Given task A: According to the blog excerpt, where was the bumper catch made while sailing north from Cape Bedford?
Given task B: From the blog excerpt, extract word for word the passage starting at "Will write more" and ending at "around summer food.".
Given task C: Name every kind of fish that the blog excerpt says was caught off Low Wooded Isle.

Source document:
Bit of a perk for me to sit in on most of the training and beef up my boatiness.

On Tuesday we sailed north to Cape Flattery, where the Hope Vale community will set up camp on the beach over the school holidays. This will be the base for a whole bunch of activities, including digital storytelling (there is a whole media tent with computer editing facilities), a kayaking trip following a traditional dugout canoe route to Lizard Island, music and dance workshops, basket-weaving, spear-making, turtle and dugong research... and of course sailing!

S
ailing north from Cape Bedford, we had a bumper catch off Low Wooded Isle, a favoured fishing spot of skip's which always provides. Northern bluefin tuna, spotted mackerel and coral trout: five in all. We have since feasted amply on sashimi and barbecued fish, rice and salad.

The only food issues so far have been frostbitten greens and fermenting fruit. Since we are quite remote and catering numbers are a bit 'fluid', I've been swallowing my tongue every time I see space appearing in the fridges! Have
also been helping with meal planning for the community camp – up to 120 people for three weeks with only eskies, a simple woodfire grill and gurramah (underground camp oven) to play with. Luckily there is a cook in charge of the camp kitchen (I had been wondering!) and he used to be a chef in the navy.

Today was our first community sail at Flattery, with the marine scientist involving Hope Vale kids in seagrass monitoring activities. Privileged to have a traditional owner aboard. We are learning lots. Many dugongs sighted, one curling up through the water close by the boat.

Will write more soon - my battery's dying!

24 August 2008

potatoship to the camembert moon

Two weeks before departure for Cairns. Less, actually.

From my bolthole in the virtual Antarctic (aka southern Gippsland), I can’t quite grasp the subtropics. My disbelief starts somewhere around my ugg boots. And tapers off around my beanie. T-shirts and shorts sound about as appropriate right now, as, well… flying to the moon in a hollowed-out potato.

[Gah! Potato rocketship + moon-as-cheese = brain preoccupied with stodge! I know those moon mythologists have dibs on Swiss but I'm going for camembert. White rind. I think it works. Mmm, camembeeeerrt…]

Which brings me to my next challenge: getting my head around summer food.

To explain. I’m joining Pelican again (as cook) for a project with the Hopevale Aboriginal community. The itinerary goes something like this: Cairns-Cooktown-Cape Flattery-various islands-Cooktown-Cairns. Four weeks, a bit of sail training, a splash of kayaking, some turtle/dugong monitoring, digital storytelling, traditional craft-making... and boatloads of cooking.


So. I’m kind of hoping my kitchen mojo reappears. Soon. And in summer mode. About a month ago, some kind of evil winter slump repossessed my food inspiration. So I’ve been getting by on tofu stir fries and steamed vegies. Which I love. But not in a daily way! I suspect the mojo walk-out was in response to the freak-it’s-cold/regional-food-supplies-are-crap/why-am-I-in-this-puposeless-pit blues.

Dataset rows:
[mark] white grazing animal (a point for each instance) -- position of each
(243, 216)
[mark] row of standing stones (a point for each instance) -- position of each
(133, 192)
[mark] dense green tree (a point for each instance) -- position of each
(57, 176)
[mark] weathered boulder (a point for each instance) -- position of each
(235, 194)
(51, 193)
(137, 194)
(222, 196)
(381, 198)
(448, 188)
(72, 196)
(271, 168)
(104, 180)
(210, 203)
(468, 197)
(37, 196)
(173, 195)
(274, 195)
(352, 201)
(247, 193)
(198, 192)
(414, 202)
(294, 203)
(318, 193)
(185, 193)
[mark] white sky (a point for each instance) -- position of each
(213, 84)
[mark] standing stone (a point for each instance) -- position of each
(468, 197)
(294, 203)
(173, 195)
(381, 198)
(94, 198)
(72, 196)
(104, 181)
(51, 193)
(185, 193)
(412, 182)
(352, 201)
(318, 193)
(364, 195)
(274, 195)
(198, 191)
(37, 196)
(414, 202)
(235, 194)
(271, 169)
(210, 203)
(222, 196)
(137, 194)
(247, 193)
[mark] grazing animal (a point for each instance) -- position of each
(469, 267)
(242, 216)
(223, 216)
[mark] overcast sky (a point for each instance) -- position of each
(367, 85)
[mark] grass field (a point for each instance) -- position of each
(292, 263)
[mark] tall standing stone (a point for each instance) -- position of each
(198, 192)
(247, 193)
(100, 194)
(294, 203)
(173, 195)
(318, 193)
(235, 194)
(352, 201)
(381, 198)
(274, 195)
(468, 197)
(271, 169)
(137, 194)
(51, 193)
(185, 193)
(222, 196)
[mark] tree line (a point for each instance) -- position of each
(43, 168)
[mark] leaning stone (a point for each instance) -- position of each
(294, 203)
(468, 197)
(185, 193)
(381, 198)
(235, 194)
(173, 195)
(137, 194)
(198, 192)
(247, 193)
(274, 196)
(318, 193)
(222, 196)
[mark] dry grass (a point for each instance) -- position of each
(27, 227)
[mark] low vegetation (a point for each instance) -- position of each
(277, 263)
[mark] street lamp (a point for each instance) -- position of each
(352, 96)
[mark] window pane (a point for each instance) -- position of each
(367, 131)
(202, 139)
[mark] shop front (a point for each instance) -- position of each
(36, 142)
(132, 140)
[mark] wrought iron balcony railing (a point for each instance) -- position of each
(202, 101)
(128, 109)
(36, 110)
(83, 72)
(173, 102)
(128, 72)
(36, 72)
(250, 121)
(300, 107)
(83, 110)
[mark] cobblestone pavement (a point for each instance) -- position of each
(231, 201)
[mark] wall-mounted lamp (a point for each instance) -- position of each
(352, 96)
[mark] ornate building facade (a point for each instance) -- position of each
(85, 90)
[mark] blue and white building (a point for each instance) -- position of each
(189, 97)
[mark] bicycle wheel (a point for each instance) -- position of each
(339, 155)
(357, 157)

Complete output A: Off Low Wooded Isle.

Complete output B:
Will write more soon - my battery's dying!

24 August 2008

potatoship to the camembert moon

Two weeks before departure for Cairns. Less, actually.

From my bolthole in the virtual Antarctic (aka southern Gippsland), I can’t quite grasp the subtropics. My disbelief starts somewhere around my ugg boots. And tapers off around my beanie. T-shirts and shorts sound about as appropriate right now, as, well… flying to the moon in a hollowed-out potato.

[Gah! Potato rocketship + moon-as-cheese = brain preoccupied with stodge! I know those moon mythologists have dibs on Swiss but I'm going for camembert. White rind. I think it works. Mmm, camembeeeerrt…]

Which brings me to my next challenge: getting my head around summer food.

Complete output C: Northern bluefin tuna, spotted mackerel, coral trout